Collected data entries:
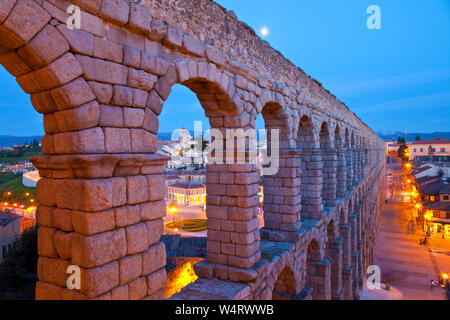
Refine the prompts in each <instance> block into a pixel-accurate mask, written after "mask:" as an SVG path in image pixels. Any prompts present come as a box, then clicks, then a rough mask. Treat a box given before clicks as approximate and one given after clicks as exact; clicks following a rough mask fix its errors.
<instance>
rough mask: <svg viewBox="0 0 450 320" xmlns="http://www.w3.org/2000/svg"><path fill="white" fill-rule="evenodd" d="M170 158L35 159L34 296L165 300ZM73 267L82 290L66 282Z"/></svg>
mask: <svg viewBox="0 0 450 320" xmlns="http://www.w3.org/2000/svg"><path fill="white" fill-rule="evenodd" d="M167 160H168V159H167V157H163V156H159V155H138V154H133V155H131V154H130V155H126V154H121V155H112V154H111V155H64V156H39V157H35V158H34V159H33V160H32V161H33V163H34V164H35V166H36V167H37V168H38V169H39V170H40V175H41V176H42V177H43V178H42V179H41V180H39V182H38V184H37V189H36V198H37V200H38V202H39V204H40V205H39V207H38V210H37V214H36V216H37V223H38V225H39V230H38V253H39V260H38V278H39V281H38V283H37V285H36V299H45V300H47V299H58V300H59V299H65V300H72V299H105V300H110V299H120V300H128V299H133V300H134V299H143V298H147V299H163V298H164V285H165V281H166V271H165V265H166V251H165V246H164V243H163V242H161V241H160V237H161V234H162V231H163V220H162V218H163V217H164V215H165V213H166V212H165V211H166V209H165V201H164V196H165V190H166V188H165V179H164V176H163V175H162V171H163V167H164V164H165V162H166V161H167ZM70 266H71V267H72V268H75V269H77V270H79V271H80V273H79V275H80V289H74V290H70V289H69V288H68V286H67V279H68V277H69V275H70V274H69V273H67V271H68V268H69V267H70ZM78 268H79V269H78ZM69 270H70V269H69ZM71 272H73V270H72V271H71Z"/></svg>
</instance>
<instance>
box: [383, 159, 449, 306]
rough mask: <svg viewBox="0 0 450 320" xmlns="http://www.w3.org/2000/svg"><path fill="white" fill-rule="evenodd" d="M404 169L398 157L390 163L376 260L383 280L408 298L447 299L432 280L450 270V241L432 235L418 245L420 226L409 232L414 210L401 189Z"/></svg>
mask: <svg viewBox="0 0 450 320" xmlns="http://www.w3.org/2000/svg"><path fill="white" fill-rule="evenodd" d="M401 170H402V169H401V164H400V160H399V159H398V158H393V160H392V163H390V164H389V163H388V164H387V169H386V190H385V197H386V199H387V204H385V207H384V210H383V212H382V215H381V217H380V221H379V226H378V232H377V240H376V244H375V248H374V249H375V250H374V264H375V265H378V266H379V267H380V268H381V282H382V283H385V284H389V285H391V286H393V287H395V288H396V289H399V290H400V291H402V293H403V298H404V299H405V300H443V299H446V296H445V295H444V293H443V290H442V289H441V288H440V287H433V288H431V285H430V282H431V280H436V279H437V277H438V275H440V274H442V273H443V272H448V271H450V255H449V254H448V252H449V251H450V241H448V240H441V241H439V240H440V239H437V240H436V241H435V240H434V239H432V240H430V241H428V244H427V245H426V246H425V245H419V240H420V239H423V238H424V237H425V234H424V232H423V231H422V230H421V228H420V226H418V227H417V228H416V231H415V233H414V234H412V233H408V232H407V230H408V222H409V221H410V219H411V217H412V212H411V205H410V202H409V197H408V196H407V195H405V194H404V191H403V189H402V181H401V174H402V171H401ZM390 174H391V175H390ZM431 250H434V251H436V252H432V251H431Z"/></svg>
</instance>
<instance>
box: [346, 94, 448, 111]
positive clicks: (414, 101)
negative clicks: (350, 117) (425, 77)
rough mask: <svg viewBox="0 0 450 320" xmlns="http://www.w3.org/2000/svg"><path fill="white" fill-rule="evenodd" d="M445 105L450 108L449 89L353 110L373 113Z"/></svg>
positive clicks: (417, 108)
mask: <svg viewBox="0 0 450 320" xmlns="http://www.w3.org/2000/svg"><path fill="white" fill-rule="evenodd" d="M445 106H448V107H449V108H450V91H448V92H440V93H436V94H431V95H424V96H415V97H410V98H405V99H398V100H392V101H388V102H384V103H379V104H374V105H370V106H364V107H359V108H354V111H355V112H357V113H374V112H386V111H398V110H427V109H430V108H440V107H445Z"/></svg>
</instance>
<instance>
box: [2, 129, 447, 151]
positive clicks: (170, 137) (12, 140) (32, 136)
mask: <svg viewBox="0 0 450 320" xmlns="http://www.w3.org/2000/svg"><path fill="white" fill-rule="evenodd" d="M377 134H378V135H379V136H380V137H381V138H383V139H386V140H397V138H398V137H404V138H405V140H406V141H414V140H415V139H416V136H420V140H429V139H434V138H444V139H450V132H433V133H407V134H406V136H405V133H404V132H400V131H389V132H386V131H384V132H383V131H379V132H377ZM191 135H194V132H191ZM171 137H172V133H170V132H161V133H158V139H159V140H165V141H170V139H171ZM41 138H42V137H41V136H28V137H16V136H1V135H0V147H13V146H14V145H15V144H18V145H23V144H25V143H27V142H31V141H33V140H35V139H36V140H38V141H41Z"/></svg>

== EXERCISE AIM ==
Tally the lines in the records above that contain the string "clicks", treating case as significant, and give only the number.

== EXERCISE SOLUTION ==
5